▶ _WORK TO DO_:
How many lines in the material below contain the string "wheel"? Case counts, so match capitals and lowercase exactly, and reply with the number alone.

* START INFORMATION SHOWN *

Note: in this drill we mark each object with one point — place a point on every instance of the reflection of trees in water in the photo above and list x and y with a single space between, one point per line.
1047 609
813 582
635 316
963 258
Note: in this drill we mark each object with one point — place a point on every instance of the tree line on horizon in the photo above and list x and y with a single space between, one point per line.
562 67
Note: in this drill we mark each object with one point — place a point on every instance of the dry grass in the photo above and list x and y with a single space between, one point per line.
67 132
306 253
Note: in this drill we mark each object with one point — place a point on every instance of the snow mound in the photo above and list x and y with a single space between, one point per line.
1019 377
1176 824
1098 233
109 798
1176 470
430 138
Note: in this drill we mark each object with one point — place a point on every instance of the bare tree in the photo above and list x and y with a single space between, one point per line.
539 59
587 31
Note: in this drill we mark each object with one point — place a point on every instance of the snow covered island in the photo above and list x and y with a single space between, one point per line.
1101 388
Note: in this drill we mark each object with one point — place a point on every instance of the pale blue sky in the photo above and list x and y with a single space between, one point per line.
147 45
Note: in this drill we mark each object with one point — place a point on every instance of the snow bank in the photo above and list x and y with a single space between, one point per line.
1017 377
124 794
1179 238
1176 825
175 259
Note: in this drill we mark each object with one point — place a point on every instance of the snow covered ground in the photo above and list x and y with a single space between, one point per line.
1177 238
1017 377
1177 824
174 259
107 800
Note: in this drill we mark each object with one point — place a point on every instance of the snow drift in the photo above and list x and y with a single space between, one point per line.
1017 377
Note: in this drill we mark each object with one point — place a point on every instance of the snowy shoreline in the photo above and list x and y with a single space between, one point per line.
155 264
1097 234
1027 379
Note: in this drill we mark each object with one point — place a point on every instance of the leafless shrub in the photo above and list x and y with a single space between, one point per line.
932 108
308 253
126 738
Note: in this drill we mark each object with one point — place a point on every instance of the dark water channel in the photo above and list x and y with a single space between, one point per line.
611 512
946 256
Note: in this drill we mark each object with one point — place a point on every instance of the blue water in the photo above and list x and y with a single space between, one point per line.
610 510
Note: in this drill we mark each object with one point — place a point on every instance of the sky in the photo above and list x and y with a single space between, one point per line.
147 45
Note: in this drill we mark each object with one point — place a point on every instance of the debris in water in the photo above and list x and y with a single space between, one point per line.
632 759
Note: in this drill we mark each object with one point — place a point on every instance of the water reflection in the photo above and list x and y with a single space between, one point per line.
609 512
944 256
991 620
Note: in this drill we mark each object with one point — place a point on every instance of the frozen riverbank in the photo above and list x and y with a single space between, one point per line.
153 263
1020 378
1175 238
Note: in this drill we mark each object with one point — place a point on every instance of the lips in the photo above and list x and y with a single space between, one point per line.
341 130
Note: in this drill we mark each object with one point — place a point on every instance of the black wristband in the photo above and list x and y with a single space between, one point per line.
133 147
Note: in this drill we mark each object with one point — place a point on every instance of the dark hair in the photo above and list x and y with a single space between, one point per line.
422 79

* END INFORMATION SHOWN *
* START INFORMATION SHOWN *

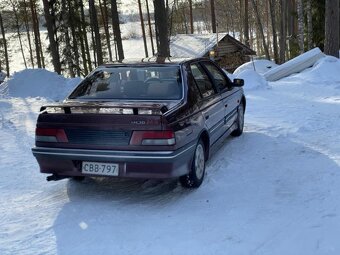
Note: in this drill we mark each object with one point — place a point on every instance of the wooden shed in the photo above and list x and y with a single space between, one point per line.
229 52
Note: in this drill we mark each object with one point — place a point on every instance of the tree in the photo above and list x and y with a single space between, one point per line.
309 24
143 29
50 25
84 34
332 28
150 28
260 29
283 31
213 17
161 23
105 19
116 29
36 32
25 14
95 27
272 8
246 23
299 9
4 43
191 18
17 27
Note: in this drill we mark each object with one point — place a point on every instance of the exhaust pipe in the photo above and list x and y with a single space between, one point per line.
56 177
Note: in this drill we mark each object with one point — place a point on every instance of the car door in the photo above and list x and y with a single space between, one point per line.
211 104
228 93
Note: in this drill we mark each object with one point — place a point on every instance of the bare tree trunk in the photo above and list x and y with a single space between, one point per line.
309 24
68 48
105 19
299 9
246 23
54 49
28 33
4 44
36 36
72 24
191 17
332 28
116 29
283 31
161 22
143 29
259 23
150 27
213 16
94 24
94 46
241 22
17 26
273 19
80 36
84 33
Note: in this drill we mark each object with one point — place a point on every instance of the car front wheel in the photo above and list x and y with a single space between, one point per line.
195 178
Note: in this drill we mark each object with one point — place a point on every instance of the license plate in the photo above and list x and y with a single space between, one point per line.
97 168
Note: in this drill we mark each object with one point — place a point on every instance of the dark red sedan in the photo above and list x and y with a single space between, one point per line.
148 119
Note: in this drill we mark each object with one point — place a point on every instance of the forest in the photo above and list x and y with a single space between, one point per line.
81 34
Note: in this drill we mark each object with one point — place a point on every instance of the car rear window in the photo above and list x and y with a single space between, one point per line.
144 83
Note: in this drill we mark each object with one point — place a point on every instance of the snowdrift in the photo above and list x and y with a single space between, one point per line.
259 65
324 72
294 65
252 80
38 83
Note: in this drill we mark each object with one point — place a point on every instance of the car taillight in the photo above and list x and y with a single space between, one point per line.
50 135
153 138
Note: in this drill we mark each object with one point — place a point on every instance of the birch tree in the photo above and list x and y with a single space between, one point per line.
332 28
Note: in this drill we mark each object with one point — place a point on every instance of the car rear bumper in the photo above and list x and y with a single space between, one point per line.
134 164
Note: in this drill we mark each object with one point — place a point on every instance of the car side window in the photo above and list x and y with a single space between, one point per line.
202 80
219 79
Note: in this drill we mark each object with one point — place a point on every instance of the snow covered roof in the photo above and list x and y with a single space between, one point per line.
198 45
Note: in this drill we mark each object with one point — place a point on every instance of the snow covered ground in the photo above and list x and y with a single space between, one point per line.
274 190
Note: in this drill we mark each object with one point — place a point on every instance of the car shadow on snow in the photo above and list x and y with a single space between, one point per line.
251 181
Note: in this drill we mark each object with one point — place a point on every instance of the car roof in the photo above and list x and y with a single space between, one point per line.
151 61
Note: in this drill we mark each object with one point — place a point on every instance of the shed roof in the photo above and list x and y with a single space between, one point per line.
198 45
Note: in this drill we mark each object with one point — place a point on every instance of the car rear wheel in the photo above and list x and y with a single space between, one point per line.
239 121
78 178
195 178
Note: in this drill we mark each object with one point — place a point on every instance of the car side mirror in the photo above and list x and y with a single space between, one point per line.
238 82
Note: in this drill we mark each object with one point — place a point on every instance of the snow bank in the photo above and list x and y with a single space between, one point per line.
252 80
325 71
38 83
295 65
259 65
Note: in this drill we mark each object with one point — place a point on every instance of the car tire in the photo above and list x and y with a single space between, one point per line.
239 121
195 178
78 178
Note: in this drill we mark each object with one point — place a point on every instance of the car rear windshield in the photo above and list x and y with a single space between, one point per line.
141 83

* END INFORMATION SHOWN *
* START INFORMATION SHOWN *

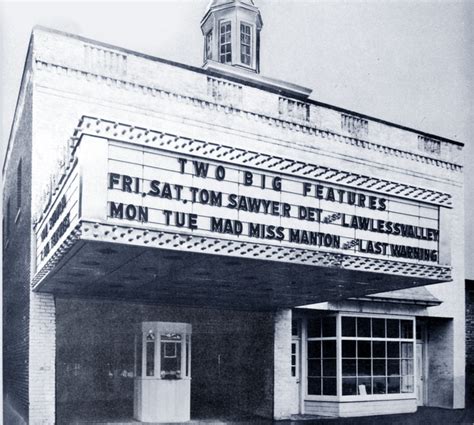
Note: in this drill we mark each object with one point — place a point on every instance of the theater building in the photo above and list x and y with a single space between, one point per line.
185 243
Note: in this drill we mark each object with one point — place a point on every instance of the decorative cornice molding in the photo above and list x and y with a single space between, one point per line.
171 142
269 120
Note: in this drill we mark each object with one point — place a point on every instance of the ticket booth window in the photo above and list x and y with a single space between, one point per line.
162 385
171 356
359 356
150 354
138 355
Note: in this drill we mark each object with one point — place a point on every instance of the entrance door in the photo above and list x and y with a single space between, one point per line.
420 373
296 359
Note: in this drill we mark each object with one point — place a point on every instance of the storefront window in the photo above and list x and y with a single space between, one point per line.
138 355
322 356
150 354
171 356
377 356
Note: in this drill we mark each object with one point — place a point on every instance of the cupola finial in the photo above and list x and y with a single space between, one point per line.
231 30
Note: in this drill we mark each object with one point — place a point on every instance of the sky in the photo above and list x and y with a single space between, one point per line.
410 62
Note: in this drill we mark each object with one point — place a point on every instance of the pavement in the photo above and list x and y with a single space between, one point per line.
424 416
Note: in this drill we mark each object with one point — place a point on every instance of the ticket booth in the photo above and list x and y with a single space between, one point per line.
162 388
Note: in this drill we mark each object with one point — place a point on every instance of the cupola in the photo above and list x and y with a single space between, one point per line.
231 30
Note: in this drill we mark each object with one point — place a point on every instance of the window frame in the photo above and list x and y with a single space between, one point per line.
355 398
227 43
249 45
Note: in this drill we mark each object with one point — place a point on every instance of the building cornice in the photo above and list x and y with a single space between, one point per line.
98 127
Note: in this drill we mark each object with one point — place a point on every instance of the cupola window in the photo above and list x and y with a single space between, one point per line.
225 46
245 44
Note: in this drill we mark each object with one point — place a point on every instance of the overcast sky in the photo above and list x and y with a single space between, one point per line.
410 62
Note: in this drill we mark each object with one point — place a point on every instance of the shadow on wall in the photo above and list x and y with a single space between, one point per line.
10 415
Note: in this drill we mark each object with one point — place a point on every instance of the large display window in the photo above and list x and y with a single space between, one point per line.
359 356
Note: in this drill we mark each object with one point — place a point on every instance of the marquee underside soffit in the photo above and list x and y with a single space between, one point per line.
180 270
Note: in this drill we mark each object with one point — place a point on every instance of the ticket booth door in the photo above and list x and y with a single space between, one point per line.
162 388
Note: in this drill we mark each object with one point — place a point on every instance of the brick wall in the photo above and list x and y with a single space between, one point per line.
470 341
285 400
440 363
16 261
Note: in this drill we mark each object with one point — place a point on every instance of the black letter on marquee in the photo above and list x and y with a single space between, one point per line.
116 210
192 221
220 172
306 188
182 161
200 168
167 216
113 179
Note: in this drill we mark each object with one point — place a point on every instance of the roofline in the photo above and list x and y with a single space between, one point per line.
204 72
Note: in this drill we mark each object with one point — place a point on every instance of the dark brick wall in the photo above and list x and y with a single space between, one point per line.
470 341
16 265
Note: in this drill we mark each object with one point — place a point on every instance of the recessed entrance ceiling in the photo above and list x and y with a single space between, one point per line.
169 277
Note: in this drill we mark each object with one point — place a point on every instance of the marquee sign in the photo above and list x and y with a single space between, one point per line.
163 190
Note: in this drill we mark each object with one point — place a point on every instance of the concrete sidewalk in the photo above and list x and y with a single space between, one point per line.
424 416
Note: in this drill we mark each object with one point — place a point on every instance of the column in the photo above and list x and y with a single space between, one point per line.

* END INFORMATION SHOWN *

▶ _FINISHED EXERCISE_:
2